• Records supplied
******************************

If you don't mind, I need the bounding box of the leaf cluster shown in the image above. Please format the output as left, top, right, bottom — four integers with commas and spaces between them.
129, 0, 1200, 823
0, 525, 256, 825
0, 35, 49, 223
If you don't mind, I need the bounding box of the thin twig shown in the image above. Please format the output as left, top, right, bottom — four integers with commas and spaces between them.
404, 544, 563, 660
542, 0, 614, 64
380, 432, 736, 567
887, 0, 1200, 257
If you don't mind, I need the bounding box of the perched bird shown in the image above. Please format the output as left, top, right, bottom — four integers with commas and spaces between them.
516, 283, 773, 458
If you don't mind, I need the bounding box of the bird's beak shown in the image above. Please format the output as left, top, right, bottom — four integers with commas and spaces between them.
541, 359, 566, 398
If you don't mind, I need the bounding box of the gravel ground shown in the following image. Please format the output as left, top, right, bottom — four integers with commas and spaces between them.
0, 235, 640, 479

******************************

• Task to carry out
Reproduce every item above word for word, keeping them in their original order.

• Exercise response
If you don't mind, I need the bounding box of the leaf cluster shown in the image above. Please format the output as left, top, right, bottom — four integers with commas and spaces between them.
129, 0, 1200, 823
0, 525, 256, 825
0, 35, 49, 223
If you don't mind, I need the bounding box of the thin twig shown in the image above. Please format the output as left, top, right, bottom — four integers with commas and spaces between them.
404, 544, 563, 660
542, 0, 614, 64
380, 432, 736, 567
887, 0, 1200, 257
If you don't mind, I need the bounding box of the perched bird shown in the image above. Please format the output as left, top, right, bottom — four integers with commas and spaces between them.
516, 283, 773, 458
If you don't mind, I need the bounding box of the bird's beak shown in the image above. Please format the output as left, top, right, bottom — four integers with commas and spaces between them.
541, 359, 566, 398
If you don't mind, I need the bounding box of the gravel ground shown in the following image. Please format the output as left, top, right, bottom — four integers with commas and spaces between them.
0, 235, 640, 479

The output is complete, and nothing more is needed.